脱水症の文章から、「内科、循環器専門医の資格を持ち、医師として数十年医療現場に立つ。」で始まり「特に高齢者や小さな子ども、持病のある方は注意が必要です。」までの部分を、一字も変えずに書き写しなさい。
━━ 学習用の文章 ━━
この記事を書いた人


内科、循環器専門医の資格を持ち、医師として数十年医療現場に立つ。
2026年冬頃、「尼崎」に内科・循環器内科・心臓内科のクリニックを開業予定。

脱水症とは

脱水症は、体内の水分が不足することで、体の正常な機能が維持できなくなる状態です。

軽度の倦怠感から、重度では意識障害や血圧低下などの危険な症状が現れることがあります。

特に高齢者や小さな子ども、持病のある方は注意が必要です。

原因

脱水症の主な原因には次のものがあります。

  • 発汗による水分・塩分の喪失(暑さや運動時)
  • 下痢・嘔吐による水分喪失
  • 水分摂取不足(病気や飲み忘れなど)
  • 高齢者や持病による体液調節能力の低下

症状別チェックリスト

症状の程度主な症状対応の目安
軽症喉の渇き、倦怠感、尿量減少、めまい水分・塩分の補給 涼しい場所で休む
中等症頭痛、吐き気、口の乾き、皮膚の乾燥、筋肉のけいれん、尿量減少または一時的に増加経口補水液の補給 医療機関で点滴を検討
重症意識障害、動悸、血圧低下、ショック状態 尿量が逆に増えることも迷わず救急車で受診、点滴治療による速やかな回復が必要

※重症では、体の浸透圧バランスが崩れることで、一時的に尿量が増えることがあります。

予防方法

脱水症は日常生活で予防できます。

  • こまめな水分補給(汗をかく前から)
  • 塩分やミネラルの補給(スポーツドリンク、経口補水液)
  • 暑い環境を避け、涼しい服装を心がける
  • 高齢者や体調不良時は、周囲の人が水分摂取を確認する

応急処置

脱水症が疑われる場合は、次の対応を行います。

  1. 涼しい場所で休む
  2. 水分や塩分を少しずつ補給
  3. 嘔吐や下痢が続く場合は無理に飲ませず医療機関を受診
  4. 意識障害や動けない状態の場合は救急車を呼ぶ

点滴治療について

中等症・重症の場合は、口からの水分摂取だけでは十分な補給が難しいことがあります。
━━━
━━ データ ━━
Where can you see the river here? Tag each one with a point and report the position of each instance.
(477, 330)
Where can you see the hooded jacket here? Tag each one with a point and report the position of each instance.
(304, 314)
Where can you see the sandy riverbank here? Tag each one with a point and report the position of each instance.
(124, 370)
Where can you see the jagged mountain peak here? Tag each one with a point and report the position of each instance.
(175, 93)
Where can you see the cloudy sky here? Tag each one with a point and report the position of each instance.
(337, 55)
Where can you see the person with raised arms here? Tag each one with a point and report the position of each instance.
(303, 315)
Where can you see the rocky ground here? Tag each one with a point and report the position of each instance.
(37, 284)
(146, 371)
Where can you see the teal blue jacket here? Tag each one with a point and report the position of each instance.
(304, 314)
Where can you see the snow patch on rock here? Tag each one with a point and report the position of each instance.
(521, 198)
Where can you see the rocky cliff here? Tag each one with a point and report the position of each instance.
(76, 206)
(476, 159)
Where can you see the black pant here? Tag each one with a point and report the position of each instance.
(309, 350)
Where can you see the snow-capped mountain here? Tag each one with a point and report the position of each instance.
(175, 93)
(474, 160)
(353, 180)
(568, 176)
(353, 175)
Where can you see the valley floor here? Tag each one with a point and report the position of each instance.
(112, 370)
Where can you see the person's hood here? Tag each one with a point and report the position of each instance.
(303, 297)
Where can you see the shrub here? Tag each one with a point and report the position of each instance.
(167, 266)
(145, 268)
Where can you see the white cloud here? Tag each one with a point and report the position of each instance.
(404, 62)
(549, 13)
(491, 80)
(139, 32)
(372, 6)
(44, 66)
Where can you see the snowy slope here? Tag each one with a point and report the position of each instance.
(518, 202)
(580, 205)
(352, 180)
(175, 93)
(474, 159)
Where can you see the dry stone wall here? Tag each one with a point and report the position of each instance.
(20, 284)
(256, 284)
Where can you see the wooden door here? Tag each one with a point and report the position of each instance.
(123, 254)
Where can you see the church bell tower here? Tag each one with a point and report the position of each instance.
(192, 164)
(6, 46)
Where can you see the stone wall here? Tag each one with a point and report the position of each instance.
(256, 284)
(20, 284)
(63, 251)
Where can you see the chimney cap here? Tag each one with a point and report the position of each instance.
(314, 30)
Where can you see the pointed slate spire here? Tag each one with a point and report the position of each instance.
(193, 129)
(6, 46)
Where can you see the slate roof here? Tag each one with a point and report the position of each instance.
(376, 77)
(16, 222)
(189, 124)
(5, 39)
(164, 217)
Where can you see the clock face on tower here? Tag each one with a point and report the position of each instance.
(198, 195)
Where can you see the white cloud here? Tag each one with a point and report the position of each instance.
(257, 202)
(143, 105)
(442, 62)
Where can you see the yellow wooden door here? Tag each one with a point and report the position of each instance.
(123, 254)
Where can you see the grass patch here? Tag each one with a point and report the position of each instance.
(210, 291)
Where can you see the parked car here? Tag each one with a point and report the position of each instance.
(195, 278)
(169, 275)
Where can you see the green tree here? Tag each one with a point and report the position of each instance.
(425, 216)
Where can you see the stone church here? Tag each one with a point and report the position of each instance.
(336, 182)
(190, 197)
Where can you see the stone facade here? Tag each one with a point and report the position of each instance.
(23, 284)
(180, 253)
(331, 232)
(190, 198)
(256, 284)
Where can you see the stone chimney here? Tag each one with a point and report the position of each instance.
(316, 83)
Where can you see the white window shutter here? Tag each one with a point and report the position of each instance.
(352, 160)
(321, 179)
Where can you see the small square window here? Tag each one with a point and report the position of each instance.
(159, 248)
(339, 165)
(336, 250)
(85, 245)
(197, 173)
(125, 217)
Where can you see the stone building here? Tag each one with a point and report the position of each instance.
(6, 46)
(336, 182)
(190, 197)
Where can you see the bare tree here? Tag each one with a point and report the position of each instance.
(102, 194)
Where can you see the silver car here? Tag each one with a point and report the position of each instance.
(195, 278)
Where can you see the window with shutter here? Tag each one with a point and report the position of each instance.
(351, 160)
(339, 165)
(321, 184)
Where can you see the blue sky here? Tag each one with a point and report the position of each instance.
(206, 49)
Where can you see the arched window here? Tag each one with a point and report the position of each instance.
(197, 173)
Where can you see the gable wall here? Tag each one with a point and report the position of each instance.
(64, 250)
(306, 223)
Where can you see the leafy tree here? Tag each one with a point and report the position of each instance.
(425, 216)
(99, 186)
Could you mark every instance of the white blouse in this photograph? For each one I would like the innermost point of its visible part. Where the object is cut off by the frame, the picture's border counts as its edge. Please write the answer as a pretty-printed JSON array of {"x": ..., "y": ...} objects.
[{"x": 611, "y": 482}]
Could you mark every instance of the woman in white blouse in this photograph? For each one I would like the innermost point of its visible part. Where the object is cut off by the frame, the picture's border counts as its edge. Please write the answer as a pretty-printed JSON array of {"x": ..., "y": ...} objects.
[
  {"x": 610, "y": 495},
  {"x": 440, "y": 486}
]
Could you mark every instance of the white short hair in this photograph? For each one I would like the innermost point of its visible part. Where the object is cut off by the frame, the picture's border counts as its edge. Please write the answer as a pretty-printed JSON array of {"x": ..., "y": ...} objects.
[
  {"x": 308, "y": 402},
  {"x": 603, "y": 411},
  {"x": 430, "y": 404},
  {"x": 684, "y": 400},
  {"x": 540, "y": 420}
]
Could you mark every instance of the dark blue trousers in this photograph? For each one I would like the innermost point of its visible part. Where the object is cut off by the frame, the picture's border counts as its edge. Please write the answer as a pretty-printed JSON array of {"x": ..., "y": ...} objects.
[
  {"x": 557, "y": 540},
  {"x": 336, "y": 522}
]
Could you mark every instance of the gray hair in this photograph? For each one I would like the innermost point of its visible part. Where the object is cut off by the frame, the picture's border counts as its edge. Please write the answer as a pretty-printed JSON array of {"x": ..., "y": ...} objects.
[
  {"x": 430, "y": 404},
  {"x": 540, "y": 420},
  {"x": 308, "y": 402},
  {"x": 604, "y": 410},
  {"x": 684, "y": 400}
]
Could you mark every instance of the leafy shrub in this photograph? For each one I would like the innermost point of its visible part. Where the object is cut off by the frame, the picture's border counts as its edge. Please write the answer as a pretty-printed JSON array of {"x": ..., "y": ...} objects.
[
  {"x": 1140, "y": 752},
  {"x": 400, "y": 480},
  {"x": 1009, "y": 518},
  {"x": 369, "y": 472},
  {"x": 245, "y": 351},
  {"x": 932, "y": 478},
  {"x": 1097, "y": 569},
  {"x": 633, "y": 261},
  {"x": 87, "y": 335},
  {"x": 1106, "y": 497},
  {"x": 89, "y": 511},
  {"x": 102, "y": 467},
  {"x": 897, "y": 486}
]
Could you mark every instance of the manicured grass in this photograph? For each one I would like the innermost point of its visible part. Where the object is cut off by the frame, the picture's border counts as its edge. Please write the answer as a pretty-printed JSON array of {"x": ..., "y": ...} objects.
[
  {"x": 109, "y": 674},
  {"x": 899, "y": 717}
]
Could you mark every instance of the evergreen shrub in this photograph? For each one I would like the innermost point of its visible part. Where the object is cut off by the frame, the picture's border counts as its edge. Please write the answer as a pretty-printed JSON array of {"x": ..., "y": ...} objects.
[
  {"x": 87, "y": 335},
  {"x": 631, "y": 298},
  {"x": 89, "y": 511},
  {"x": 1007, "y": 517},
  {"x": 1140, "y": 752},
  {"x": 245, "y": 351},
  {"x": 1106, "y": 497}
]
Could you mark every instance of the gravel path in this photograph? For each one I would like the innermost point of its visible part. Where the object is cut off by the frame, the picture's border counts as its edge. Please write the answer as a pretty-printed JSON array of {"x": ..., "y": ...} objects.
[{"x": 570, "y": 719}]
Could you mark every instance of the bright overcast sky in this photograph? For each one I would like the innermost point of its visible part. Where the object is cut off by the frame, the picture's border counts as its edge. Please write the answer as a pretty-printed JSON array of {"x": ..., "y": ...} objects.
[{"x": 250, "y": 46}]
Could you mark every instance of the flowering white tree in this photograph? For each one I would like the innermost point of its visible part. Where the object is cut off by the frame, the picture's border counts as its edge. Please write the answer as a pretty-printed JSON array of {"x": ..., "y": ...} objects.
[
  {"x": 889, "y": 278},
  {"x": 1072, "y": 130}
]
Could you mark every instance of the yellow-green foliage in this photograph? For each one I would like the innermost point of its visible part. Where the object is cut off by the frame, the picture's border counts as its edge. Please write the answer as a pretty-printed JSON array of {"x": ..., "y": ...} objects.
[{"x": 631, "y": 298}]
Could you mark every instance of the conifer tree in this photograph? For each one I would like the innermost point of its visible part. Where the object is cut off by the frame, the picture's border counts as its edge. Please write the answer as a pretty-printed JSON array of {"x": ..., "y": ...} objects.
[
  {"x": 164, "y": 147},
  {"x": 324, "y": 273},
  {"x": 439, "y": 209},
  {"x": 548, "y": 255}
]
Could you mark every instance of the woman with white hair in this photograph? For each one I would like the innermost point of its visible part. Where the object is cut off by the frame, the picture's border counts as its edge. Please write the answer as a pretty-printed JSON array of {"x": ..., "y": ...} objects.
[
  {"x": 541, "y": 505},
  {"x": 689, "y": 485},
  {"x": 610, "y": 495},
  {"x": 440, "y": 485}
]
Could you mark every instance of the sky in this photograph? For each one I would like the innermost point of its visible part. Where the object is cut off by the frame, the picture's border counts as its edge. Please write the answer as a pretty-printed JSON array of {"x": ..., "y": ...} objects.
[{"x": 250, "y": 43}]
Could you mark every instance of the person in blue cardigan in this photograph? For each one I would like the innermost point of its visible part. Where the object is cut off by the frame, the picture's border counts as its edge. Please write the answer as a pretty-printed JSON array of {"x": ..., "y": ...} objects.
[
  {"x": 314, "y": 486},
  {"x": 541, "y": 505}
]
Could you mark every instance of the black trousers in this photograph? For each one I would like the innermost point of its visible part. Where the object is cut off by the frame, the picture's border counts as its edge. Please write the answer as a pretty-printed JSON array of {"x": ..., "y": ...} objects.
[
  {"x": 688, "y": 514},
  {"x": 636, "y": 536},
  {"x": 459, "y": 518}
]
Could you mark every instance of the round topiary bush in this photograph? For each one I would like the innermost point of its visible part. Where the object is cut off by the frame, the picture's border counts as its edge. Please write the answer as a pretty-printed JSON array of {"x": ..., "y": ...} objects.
━━━
* _課題の解答_:
内科、循環器専門医の資格を持ち、医師として数十年医療現場に立つ。
2026年冬頃、「尼崎」に内科・循環器内科・心臓内科のクリニックを開業予定。

脱水症とは

脱水症は、体内の水分が不足することで、体の正常な機能が維持できなくなる状態です。

軽度の倦怠感から、重度では意識障害や血圧低下などの危険な症状が現れることがあります。

特に高齢者や小さな子ども、持病のある方は注意が必要です。